* WHAT IS BEING ASKED
Examine the listing below and state how many of its lines contain the word "clicks". Write only the number.

┌─ ENTRIES PROVIDED

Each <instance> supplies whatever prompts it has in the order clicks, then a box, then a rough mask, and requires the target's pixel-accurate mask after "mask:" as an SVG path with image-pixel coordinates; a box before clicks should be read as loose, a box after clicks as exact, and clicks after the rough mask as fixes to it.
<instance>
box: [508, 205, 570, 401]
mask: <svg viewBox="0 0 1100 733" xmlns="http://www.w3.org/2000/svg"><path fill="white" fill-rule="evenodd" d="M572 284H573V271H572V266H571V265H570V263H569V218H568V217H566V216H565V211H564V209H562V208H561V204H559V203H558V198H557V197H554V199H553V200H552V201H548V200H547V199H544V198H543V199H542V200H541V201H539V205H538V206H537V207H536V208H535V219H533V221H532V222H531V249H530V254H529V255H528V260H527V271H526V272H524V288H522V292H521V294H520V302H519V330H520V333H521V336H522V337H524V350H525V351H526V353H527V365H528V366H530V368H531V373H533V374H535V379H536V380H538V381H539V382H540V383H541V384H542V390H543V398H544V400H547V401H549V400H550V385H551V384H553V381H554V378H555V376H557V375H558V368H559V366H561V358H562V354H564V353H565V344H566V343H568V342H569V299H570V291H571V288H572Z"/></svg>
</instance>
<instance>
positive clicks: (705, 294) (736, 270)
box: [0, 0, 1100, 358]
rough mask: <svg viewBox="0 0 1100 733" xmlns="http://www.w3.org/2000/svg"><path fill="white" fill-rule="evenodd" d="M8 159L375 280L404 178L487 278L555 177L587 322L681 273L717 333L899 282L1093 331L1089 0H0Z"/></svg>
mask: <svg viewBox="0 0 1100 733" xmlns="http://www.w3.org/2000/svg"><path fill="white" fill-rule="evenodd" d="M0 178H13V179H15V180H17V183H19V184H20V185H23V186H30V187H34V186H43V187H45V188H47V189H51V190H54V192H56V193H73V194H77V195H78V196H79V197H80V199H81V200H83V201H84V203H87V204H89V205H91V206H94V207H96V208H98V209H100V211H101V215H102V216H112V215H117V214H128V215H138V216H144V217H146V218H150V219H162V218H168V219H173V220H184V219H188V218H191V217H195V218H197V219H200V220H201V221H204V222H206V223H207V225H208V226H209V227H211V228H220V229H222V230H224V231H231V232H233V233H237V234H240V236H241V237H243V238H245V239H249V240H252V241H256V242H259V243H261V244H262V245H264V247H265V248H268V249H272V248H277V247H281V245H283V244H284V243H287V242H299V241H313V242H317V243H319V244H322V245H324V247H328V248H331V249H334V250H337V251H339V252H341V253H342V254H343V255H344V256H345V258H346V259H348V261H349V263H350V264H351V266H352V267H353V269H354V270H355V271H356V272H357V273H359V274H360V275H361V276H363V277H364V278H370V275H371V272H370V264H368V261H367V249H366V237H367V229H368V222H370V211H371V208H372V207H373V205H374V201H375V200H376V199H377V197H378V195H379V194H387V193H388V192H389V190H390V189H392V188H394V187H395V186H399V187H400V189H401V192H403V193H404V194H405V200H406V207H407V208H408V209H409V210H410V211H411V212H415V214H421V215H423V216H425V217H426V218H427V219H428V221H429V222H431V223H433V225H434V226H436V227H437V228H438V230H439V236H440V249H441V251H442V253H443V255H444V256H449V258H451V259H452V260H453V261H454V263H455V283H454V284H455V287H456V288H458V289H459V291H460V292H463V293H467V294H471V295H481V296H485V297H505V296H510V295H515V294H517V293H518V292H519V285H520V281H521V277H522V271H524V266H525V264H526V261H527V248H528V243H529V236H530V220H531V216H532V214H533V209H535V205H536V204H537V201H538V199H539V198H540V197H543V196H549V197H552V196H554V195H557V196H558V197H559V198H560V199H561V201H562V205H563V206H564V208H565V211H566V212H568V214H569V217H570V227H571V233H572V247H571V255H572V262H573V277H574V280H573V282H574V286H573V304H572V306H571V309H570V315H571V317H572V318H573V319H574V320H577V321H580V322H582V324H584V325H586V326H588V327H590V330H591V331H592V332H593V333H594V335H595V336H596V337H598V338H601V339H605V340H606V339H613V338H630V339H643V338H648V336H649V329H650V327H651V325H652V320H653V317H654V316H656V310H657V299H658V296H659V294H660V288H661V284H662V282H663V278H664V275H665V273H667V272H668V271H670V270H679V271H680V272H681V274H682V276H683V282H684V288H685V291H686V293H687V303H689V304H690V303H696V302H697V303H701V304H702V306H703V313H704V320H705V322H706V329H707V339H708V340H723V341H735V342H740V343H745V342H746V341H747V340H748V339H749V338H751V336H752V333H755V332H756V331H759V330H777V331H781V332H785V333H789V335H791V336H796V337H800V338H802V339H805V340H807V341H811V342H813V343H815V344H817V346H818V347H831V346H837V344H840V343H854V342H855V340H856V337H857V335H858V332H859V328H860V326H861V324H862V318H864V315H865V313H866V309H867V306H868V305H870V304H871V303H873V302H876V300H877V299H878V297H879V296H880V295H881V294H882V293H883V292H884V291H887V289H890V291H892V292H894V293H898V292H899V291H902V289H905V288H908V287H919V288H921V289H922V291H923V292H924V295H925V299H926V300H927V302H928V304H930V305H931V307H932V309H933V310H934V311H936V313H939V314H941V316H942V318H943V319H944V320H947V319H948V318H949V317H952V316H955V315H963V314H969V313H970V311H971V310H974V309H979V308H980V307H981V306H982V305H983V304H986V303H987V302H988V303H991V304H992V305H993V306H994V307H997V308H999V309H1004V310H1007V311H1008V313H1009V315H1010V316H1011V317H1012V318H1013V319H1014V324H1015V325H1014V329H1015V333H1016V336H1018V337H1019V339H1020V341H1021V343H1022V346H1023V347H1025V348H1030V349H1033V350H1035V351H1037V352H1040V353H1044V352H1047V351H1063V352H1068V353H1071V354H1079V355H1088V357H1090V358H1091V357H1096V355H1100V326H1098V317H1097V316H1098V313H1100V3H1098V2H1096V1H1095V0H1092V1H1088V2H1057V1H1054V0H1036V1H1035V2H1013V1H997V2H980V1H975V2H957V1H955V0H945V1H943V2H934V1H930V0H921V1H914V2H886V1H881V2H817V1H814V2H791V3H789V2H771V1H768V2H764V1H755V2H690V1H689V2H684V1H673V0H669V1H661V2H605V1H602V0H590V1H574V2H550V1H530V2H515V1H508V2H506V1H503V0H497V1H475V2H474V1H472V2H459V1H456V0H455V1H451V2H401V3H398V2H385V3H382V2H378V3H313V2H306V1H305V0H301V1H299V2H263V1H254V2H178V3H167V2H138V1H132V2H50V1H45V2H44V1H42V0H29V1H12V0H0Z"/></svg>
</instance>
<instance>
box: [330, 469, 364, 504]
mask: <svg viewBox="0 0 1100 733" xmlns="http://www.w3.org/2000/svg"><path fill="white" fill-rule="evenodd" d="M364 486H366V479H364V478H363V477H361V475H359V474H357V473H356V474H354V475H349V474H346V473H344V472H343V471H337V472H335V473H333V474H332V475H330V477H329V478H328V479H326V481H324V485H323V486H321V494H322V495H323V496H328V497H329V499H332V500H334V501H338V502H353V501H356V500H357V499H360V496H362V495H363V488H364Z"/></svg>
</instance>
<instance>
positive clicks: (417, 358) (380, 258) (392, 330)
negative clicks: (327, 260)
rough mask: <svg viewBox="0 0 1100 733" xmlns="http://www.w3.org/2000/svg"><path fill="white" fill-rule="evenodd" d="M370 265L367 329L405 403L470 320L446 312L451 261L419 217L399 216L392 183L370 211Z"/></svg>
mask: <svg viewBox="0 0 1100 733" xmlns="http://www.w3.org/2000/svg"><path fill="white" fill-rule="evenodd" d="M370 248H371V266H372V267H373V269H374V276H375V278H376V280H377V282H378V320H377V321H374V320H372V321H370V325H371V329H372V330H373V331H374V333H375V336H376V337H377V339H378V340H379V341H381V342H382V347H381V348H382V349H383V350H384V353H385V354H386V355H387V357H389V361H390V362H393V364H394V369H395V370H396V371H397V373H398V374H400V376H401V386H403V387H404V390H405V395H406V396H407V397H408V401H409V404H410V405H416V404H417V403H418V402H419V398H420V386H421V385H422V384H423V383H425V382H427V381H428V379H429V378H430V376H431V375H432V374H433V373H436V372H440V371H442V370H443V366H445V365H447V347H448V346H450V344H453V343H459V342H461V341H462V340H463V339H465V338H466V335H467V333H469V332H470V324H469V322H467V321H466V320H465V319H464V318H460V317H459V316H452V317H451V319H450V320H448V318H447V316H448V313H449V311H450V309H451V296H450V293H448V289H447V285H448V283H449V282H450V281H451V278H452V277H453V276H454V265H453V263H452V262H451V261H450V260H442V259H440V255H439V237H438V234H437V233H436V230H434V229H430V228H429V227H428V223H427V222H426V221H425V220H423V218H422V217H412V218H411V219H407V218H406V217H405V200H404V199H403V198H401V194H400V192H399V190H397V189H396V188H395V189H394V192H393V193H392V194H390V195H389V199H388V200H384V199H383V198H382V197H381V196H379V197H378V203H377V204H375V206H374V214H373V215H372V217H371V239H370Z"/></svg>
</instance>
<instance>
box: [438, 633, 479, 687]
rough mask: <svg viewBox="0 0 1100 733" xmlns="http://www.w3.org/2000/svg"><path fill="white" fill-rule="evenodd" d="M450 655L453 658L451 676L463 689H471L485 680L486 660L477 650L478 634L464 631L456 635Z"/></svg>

└─

* YOUR RESPONSE
4